Work required => Below is a listing; reproduce each line of it exactly.

Material =>

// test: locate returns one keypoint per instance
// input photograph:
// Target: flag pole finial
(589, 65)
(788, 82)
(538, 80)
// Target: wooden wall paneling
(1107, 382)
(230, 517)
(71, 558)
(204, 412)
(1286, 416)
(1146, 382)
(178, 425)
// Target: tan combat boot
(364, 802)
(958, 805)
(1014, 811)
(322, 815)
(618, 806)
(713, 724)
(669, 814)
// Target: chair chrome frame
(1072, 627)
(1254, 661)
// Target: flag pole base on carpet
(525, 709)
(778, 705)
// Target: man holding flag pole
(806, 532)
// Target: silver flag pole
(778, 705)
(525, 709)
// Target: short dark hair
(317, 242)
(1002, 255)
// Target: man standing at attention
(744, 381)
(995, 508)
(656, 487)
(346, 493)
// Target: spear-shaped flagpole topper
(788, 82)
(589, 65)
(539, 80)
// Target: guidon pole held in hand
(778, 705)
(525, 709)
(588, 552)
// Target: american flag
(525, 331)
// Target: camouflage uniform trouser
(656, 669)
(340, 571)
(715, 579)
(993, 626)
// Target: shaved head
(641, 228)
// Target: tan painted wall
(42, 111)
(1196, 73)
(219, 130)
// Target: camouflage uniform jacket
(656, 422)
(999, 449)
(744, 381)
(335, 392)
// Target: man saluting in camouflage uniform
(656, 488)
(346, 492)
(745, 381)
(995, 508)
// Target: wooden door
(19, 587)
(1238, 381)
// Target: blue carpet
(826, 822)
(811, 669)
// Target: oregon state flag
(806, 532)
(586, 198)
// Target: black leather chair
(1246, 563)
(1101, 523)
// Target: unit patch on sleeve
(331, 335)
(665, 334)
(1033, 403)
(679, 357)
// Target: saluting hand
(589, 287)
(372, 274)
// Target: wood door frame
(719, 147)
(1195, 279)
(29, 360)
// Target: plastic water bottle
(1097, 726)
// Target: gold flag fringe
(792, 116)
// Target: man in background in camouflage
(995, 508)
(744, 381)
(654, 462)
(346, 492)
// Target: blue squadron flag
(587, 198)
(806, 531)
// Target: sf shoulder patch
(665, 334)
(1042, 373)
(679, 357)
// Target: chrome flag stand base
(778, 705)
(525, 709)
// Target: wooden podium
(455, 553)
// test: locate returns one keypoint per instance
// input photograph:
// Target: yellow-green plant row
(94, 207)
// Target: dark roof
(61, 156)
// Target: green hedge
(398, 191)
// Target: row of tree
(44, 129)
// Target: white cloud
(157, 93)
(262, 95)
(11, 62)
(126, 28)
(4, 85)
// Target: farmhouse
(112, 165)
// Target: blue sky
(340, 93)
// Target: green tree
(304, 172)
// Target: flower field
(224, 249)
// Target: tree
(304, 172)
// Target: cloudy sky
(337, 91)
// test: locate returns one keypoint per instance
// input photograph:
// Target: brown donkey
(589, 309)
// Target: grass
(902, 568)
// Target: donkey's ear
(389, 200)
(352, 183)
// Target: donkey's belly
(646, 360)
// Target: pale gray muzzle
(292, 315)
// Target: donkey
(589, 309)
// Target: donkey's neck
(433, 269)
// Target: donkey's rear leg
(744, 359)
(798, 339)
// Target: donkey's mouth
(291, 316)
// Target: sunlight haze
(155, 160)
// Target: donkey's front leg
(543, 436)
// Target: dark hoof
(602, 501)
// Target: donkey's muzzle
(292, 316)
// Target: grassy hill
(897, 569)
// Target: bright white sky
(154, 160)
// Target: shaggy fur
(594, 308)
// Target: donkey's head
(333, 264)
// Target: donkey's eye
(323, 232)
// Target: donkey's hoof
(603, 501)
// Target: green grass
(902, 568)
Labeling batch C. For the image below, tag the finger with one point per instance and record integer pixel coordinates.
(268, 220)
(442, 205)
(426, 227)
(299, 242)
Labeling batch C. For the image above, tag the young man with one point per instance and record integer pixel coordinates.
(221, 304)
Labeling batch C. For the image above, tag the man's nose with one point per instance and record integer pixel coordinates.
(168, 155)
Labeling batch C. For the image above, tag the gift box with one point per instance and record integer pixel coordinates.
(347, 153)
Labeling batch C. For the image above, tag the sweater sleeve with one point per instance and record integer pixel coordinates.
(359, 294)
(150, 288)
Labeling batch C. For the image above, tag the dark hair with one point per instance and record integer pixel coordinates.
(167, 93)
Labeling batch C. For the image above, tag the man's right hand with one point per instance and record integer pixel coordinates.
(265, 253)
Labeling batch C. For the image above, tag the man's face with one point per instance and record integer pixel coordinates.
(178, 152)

Finished answer =>
// test: locate returns one keypoint per instance
// input photograph:
// Target: flag pole finial
(589, 65)
(788, 82)
(538, 80)
// Target: wooden wall paneling
(1107, 382)
(230, 517)
(71, 558)
(204, 412)
(1286, 416)
(1146, 382)
(178, 425)
// Target: tan combat boot
(364, 802)
(958, 805)
(1014, 811)
(322, 815)
(618, 806)
(713, 724)
(669, 814)
// Target: chair chrome frame
(1072, 627)
(1254, 661)
// Target: flag pole base on carpet
(525, 709)
(778, 705)
// Target: man holding flag pole
(806, 532)
// Target: silver flag pole
(778, 705)
(525, 709)
// Target: short dark hair
(317, 242)
(1002, 255)
// Target: man standing at attention
(744, 381)
(995, 508)
(656, 487)
(346, 493)
// Target: spear-shaped flagpole topper
(788, 82)
(589, 65)
(539, 80)
// Target: guidon pole held in hand
(778, 705)
(525, 709)
(588, 552)
// Target: american flag
(525, 331)
// Target: camouflage uniform trouser
(656, 669)
(340, 571)
(715, 579)
(993, 626)
// Target: shaved head
(641, 228)
// Target: tan painted wall
(42, 111)
(1196, 73)
(219, 130)
// Target: camouflage uniform jacket
(656, 422)
(999, 449)
(744, 381)
(335, 392)
// Target: man saluting in camouflage uniform
(656, 488)
(346, 492)
(745, 381)
(995, 508)
// Target: wooden door
(19, 587)
(1238, 381)
// Target: blue carpet
(826, 822)
(811, 669)
// Target: oregon state flag
(806, 532)
(586, 198)
// Target: black leather chair
(1246, 563)
(1101, 523)
// Target: unit patch on sleeve
(331, 335)
(665, 334)
(1033, 403)
(679, 357)
// Target: saluting hand
(589, 287)
(372, 274)
// Target: wood door frame
(719, 147)
(1195, 279)
(29, 360)
// Target: plastic water bottle
(1097, 726)
// Target: gold flag fringe
(792, 116)
// Target: man in background in camouflage
(995, 508)
(744, 381)
(654, 462)
(346, 492)
// Target: blue squadron flag
(587, 198)
(806, 531)
// Target: sf shoulder patch
(665, 334)
(1042, 373)
(679, 357)
// Target: chrome flag stand base
(778, 705)
(525, 709)
// Target: wooden podium
(455, 553)
// test: locate returns one keypoint per instance
// input photograph:
// Target: yellow-green plant row
(94, 207)
// Target: dark roof
(61, 156)
// Target: green hedge
(398, 191)
// Target: row of tree
(44, 129)
// Target: white cloud
(157, 93)
(262, 95)
(11, 62)
(126, 28)
(4, 85)
// Target: farmhouse
(112, 165)
// Target: blue sky
(340, 93)
// Target: green tree
(304, 172)
// Target: flower field
(224, 249)
// Target: tree
(304, 172)
// Target: cloudy sky
(337, 91)
// test: locate returns one keypoint per instance
// input photograph:
// Target: brown donkey
(589, 309)
// Target: grass
(902, 568)
// Target: donkey's ear
(389, 200)
(352, 183)
// Target: donkey's belly
(646, 360)
// Target: pale gray muzzle
(292, 315)
// Target: donkey
(589, 309)
// Target: donkey's neck
(433, 269)
// Target: donkey's rear leg
(744, 359)
(798, 339)
// Target: donkey's mouth
(291, 316)
// Target: sunlight haze
(155, 160)
// Target: donkey's front leg
(543, 436)
// Target: dark hoof
(602, 501)
// Target: donkey's muzzle
(292, 316)
// Target: grassy hill
(897, 569)
// Target: bright white sky
(154, 160)
// Target: shaggy fur
(594, 308)
// Target: donkey's head
(333, 264)
// Target: donkey's eye
(323, 232)
// Target: donkey's hoof
(603, 501)
// Target: green grass
(902, 568)
Labeling batch C. For the image below, tag the finger with one point per instance and record integer pixel coordinates.
(268, 220)
(442, 205)
(426, 227)
(299, 242)
Labeling batch C. For the image above, tag the young man with one point per instance and record integer pixel coordinates.
(221, 304)
Labeling batch C. For the image above, tag the man's nose with one point per instance and record integer pixel coordinates.
(168, 155)
Labeling batch C. For the image above, tag the gift box with one point per instance and record integer pixel coordinates.
(347, 153)
Labeling batch C. For the image above, tag the sweater sleeve with one point per instance and record integer pixel coordinates.
(359, 294)
(150, 288)
Labeling batch C. For the image above, tag the dark hair with one point per instance and record integer pixel coordinates.
(167, 93)
Labeling batch C. For the image above, tag the man's right hand with one point per instance and record integer pixel coordinates.
(265, 253)
Labeling batch C. For the image above, tag the man's face with one point per instance and record integer pixel coordinates.
(178, 152)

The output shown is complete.